— begin Quoted text —

The boy's plight stayed in my mind and I began to ponder a family situation in which it could occur. At first I thought of it as Dan's story. I had named him. The tension was to be that Dan's mother, humiliated by the her husband's desertion, clings to her son for psychological rather than for financial reasons. I had seen something of this in the case of a dear friend of mine who, after she was widowed, began to build her life around her unmarried son. "I must go home and cook Billy's dinner," she would say when we were out for an afternoon. Billy, I knew, was capable of raiding the refrigerator for himself, or going out to a diner, and in fact would have preferred it. He didn't want his mother making so much of him, but he was tender to her widowed grief and let her do it. I knew that he was going with a girl, and I suspected that he was delaying marriage until his mother became more self-sufficient.
In the case of the eighteen-year-old Dan of my story, I saw the mother wanting him at her side as a figure of masculine support to counter her shame at being a cast-off wife. She didn't realize, any more than Dan did, that she needed his presence more than she needed the money he could earn. The story would be told from Dan's point of view, and I would have to let the reader see into the situation that Dan didn't fully understand. If I had stopped there, it would have been a young-adult novel.

— end Quoted text —
— begin Data listing —

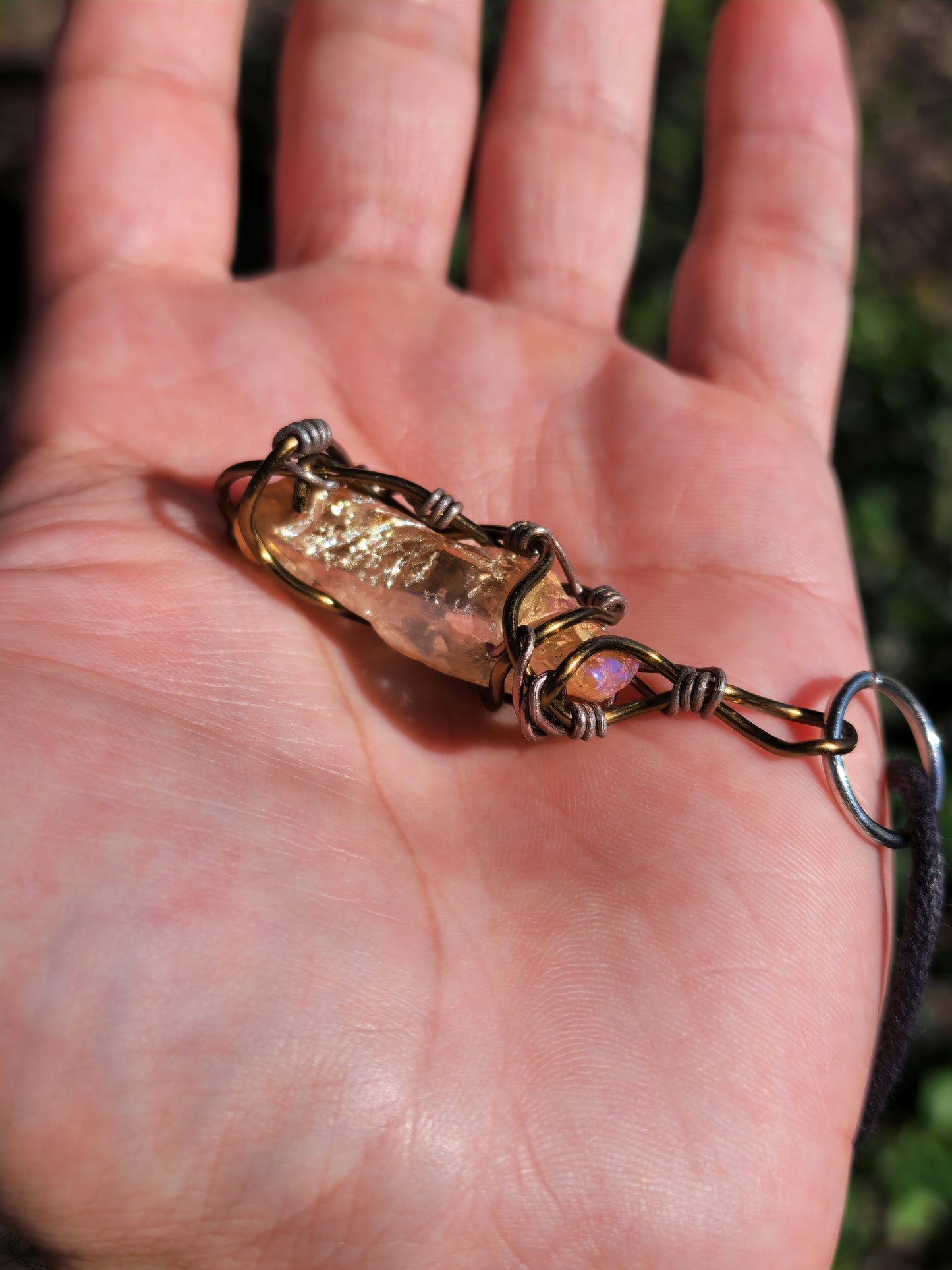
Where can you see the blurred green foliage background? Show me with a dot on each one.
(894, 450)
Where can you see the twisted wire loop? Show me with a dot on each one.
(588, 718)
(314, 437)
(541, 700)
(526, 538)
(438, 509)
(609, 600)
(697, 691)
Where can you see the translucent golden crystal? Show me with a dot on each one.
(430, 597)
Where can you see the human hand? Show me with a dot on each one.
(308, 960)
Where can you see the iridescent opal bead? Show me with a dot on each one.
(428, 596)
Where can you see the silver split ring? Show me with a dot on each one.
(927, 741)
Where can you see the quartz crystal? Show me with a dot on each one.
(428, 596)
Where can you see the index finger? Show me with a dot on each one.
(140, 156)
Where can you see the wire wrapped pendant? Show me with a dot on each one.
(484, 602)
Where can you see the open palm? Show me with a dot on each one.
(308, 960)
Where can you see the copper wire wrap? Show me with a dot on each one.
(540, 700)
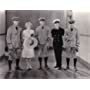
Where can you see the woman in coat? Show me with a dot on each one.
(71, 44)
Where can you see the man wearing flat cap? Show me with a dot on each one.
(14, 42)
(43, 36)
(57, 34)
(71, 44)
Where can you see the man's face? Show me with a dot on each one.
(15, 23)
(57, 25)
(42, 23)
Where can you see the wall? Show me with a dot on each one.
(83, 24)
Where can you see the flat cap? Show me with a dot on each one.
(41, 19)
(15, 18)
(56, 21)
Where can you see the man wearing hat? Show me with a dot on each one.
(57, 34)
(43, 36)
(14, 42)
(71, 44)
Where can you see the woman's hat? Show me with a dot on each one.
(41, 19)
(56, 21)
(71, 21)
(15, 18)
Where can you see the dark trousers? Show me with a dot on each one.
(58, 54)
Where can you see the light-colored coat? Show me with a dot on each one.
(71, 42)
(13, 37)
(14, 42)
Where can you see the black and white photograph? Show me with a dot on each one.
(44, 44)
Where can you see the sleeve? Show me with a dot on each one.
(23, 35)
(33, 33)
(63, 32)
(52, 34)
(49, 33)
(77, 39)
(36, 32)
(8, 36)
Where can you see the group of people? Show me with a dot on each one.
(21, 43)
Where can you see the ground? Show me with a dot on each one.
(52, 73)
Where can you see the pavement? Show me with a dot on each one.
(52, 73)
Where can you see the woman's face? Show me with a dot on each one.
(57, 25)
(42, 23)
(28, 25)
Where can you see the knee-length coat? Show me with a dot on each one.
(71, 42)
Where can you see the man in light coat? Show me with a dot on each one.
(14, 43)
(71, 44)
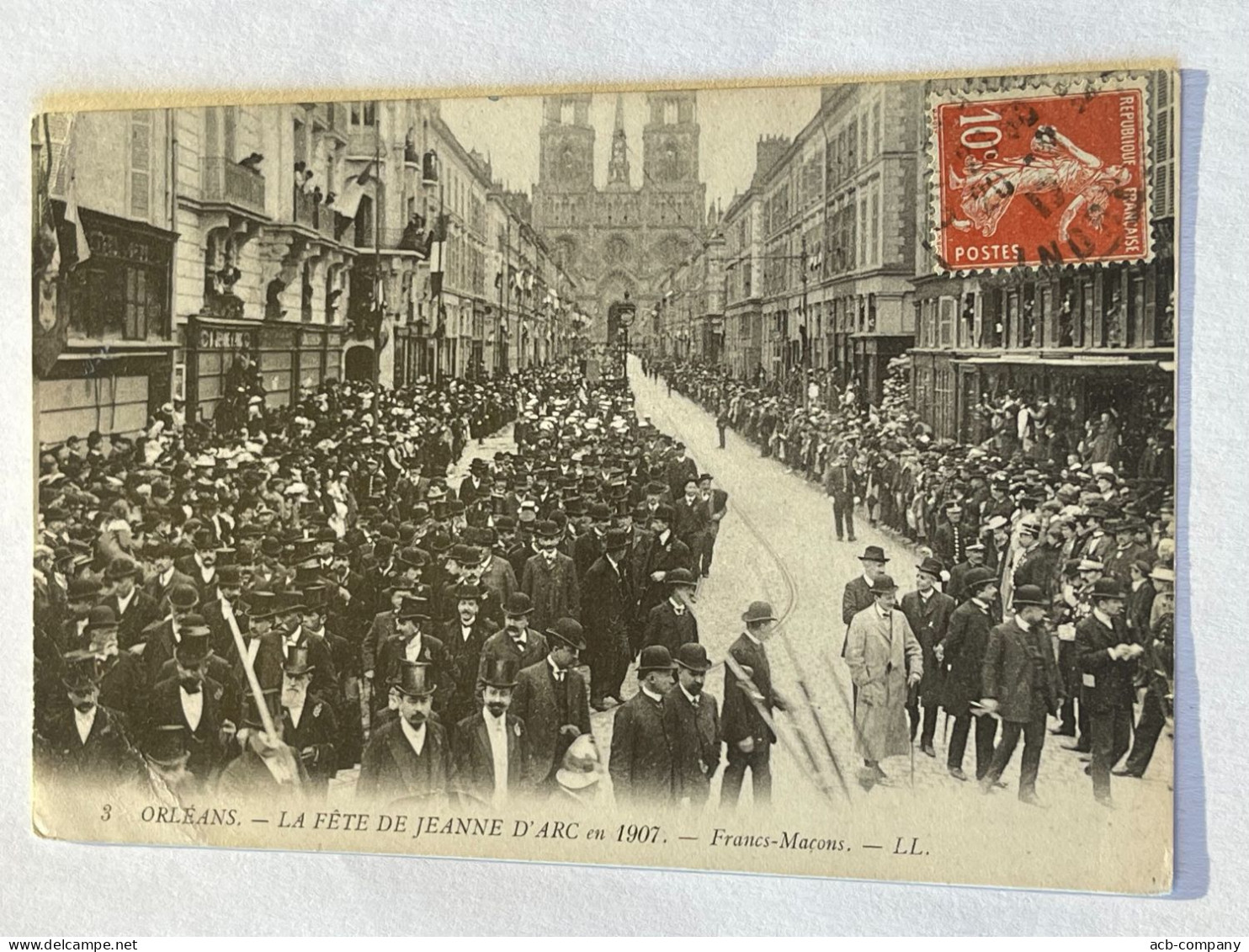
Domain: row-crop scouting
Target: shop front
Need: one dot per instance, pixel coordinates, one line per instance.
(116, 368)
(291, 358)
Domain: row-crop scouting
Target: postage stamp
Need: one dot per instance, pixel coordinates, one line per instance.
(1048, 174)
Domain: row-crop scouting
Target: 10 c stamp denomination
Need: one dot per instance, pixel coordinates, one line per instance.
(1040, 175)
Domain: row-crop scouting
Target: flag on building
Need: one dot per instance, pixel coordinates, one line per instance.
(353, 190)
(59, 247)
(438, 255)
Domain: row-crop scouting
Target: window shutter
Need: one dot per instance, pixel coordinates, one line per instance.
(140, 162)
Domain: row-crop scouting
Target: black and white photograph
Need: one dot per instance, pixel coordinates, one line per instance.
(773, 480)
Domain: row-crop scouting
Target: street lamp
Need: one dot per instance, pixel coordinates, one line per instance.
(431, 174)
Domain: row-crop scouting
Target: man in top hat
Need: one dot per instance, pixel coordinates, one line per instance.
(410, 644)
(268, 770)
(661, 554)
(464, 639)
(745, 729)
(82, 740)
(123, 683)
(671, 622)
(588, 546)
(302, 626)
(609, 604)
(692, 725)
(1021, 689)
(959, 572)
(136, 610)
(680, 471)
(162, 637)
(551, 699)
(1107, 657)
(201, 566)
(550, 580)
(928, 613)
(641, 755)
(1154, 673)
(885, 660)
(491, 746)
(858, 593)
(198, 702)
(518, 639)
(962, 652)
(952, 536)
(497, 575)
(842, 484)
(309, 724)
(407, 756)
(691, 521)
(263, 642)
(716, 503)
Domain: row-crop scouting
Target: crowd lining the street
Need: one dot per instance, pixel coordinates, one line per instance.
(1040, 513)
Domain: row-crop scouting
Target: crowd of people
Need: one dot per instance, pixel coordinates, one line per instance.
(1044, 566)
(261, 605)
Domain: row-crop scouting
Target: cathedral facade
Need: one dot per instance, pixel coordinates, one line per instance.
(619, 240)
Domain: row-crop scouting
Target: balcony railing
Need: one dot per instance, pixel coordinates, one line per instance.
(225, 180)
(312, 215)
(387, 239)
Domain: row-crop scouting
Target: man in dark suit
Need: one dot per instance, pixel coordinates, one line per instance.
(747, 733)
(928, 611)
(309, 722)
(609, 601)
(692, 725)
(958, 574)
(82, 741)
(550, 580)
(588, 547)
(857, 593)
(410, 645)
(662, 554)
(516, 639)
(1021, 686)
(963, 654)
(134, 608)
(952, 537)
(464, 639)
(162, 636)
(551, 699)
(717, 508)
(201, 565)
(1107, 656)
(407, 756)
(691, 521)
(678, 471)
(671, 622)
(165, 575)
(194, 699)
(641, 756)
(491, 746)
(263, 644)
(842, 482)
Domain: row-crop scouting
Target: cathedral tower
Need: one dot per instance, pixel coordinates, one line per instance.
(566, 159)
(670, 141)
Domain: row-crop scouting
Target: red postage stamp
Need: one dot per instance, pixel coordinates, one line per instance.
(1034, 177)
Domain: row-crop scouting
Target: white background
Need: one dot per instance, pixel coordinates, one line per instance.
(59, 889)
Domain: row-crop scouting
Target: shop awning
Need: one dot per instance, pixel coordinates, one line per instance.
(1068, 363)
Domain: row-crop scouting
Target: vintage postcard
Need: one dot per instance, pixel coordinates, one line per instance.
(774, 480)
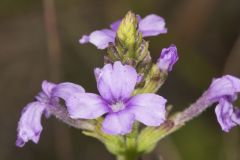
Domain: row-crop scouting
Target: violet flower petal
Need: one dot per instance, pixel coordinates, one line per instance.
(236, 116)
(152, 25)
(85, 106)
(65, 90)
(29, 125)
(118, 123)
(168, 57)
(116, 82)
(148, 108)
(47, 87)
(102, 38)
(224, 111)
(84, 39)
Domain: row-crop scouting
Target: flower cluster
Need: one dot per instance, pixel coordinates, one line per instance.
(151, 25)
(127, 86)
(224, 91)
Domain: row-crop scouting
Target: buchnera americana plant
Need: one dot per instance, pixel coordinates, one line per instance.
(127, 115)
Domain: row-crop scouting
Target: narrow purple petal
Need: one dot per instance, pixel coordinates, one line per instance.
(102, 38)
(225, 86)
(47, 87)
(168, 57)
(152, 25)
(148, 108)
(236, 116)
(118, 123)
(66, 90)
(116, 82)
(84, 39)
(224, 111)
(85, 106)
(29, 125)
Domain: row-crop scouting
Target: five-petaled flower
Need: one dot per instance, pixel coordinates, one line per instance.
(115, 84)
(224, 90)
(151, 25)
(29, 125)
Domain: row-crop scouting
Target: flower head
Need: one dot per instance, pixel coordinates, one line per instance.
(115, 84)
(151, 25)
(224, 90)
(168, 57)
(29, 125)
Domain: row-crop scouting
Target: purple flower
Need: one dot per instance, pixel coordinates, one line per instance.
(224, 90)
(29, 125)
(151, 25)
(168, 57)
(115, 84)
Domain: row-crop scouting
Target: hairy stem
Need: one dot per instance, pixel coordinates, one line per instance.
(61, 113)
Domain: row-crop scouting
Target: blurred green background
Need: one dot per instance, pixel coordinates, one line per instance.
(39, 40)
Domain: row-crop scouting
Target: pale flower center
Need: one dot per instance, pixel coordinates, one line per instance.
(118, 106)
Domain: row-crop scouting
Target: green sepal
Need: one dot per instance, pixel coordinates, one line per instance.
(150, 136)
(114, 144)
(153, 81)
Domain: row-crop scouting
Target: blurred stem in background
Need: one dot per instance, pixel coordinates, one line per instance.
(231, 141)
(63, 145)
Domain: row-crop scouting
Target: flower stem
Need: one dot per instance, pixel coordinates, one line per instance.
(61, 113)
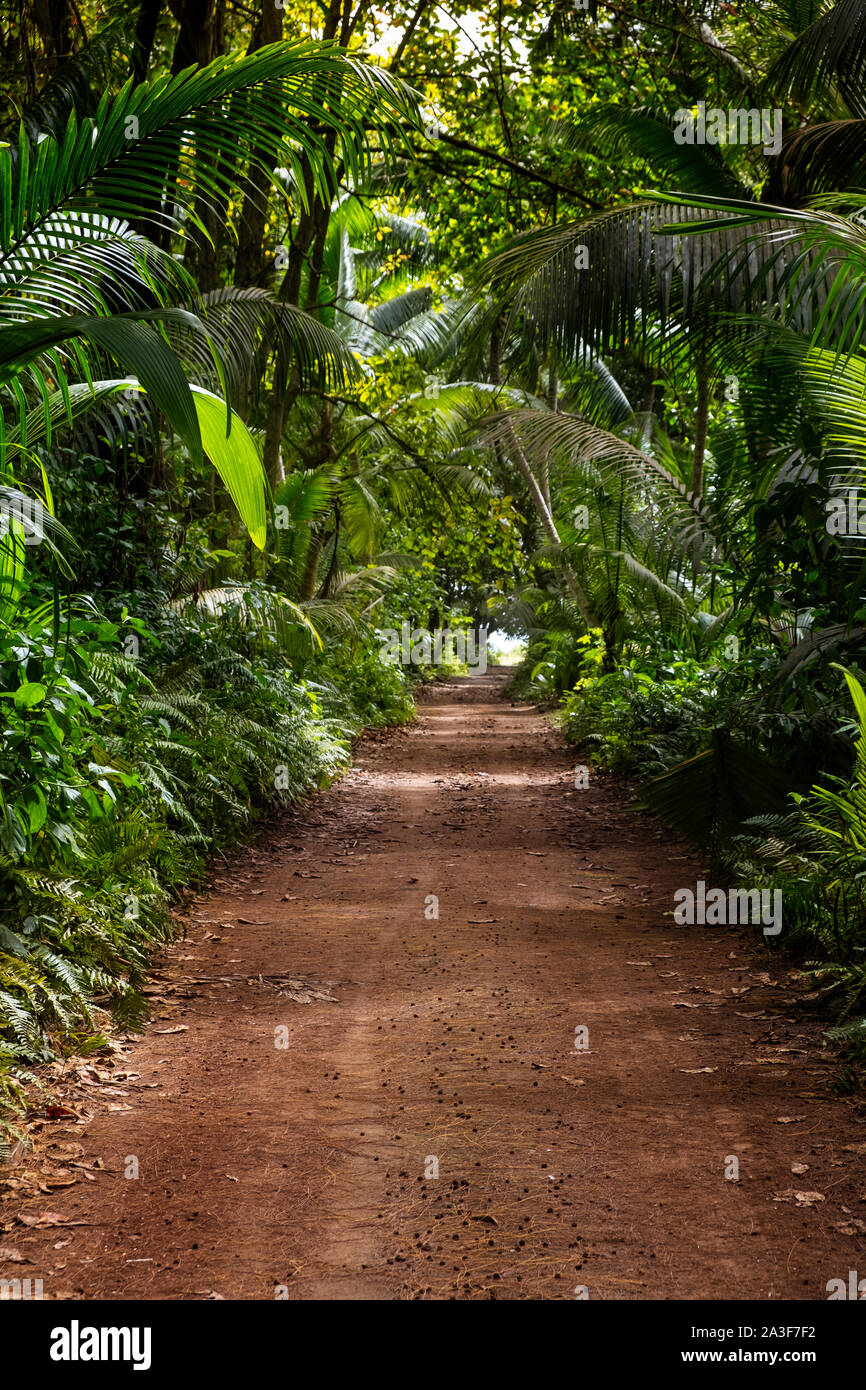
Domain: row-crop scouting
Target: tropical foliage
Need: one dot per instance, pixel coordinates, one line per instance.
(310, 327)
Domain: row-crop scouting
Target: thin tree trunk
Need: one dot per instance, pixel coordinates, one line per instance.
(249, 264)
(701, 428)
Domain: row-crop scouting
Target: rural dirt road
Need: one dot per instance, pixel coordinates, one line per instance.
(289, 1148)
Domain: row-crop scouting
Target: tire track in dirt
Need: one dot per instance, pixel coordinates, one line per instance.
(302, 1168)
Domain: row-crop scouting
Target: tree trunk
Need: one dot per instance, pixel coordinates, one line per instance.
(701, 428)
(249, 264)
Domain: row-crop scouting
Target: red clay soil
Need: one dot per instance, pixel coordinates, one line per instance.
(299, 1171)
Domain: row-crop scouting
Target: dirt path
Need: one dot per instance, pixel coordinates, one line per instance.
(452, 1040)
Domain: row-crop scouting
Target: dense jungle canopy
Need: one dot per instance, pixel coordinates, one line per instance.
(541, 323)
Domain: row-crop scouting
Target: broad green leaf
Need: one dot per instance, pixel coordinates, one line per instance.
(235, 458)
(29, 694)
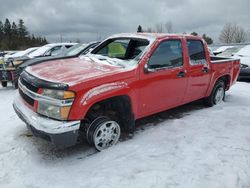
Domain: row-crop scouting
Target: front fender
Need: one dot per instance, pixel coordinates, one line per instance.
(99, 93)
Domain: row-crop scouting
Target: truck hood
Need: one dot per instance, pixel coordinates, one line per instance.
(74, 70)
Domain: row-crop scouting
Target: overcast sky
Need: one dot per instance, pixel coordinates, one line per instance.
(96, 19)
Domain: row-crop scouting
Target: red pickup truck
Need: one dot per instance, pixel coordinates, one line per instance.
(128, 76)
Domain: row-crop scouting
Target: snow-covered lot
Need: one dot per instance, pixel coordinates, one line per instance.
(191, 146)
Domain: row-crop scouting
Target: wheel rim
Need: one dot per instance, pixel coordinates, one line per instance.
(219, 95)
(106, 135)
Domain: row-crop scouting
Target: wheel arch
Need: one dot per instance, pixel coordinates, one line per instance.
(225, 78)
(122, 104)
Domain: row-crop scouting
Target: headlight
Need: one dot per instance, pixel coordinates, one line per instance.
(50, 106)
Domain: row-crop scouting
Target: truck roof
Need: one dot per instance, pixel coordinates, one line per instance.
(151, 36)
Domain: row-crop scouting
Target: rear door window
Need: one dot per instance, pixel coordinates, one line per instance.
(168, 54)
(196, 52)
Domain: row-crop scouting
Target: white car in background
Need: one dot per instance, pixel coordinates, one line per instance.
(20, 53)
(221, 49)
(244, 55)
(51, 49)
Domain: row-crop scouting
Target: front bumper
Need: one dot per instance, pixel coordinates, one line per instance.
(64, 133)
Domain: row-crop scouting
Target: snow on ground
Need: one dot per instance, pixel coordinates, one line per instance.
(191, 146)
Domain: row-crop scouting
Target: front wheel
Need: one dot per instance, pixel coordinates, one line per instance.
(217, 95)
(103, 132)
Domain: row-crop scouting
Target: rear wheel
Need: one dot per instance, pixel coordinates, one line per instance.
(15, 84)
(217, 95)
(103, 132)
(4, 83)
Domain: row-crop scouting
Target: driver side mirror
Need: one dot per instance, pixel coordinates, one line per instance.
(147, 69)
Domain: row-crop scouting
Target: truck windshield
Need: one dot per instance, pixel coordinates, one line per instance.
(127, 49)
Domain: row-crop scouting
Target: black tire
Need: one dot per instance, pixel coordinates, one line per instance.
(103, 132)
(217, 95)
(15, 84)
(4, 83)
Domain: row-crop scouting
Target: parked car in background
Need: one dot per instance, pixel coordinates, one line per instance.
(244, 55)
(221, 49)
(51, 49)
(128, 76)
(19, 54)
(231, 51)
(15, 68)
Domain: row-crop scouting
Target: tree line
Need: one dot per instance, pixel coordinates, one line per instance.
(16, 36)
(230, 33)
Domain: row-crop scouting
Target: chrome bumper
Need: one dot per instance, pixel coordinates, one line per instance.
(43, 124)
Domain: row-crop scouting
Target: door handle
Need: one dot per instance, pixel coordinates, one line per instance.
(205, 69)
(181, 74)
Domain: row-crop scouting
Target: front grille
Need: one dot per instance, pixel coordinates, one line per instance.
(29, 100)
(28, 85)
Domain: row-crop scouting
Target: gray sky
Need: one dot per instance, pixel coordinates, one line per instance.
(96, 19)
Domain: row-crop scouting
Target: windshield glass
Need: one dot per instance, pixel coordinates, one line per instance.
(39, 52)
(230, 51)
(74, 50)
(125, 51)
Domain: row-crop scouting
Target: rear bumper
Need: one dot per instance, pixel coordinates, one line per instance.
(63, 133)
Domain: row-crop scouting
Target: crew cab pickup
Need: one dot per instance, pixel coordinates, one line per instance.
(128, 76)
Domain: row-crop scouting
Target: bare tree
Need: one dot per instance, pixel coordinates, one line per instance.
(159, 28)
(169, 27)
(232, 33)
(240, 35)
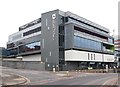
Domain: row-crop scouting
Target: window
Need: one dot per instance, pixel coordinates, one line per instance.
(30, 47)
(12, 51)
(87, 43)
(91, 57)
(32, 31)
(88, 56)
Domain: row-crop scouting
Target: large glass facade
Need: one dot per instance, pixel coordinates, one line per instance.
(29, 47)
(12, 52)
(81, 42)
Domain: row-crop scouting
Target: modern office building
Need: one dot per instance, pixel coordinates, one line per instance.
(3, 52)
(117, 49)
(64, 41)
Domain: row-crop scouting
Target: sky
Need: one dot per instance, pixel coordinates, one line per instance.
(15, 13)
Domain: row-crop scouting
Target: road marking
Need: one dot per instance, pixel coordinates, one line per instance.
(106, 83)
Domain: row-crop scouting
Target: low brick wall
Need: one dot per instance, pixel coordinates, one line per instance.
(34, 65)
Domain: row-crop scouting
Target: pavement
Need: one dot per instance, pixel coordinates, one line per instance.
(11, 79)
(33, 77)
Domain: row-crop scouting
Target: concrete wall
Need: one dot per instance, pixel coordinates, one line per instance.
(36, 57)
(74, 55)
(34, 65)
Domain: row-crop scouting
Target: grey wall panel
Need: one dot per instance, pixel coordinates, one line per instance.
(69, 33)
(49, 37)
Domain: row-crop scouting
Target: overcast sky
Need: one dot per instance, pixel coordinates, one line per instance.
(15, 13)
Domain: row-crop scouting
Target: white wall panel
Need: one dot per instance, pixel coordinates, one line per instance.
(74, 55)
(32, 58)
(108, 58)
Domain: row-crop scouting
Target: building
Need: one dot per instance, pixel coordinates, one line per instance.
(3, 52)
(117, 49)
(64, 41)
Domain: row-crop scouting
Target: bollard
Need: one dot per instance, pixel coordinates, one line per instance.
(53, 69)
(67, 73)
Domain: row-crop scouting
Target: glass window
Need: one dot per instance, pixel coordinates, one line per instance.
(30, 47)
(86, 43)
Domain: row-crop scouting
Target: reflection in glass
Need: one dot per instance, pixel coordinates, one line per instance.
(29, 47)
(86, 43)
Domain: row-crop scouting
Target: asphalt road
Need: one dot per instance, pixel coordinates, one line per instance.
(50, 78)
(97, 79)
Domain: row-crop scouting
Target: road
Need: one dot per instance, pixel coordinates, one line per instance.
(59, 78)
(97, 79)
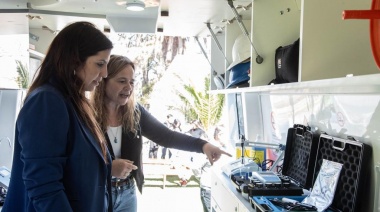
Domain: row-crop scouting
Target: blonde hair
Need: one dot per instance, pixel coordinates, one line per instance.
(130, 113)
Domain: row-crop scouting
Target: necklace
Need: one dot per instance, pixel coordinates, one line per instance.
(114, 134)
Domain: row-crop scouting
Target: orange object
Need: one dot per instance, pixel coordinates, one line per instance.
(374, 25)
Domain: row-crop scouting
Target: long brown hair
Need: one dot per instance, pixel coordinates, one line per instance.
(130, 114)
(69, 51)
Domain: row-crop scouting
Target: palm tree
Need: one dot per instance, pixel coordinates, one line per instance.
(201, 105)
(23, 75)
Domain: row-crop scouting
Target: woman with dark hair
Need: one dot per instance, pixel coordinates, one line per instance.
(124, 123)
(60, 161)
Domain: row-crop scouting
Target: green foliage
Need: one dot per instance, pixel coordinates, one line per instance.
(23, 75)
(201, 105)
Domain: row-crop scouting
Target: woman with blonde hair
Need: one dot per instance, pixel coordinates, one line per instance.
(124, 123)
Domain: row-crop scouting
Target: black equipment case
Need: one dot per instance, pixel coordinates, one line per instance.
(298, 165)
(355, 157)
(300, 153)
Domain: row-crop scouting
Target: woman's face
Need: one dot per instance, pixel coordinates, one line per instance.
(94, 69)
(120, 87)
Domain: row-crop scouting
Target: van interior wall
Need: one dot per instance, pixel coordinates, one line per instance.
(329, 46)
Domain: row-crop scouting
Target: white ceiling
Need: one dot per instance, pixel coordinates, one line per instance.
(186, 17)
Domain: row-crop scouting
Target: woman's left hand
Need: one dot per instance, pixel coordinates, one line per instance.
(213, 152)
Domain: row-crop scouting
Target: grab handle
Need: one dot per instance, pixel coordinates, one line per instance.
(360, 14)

— end Data listing —

## [Written instruction A]
In the passage about Dan's story, what did the widowed friend say she had to go home and do?
## [Written instruction B]
Please pick out every line of the records that contains the word "stem", and copy each of those lines.

## [Final answer A]
Cook Billy's dinner.

## [Final answer B]
Target: hairy stem
Target: blurred stem in background
Target: flower stem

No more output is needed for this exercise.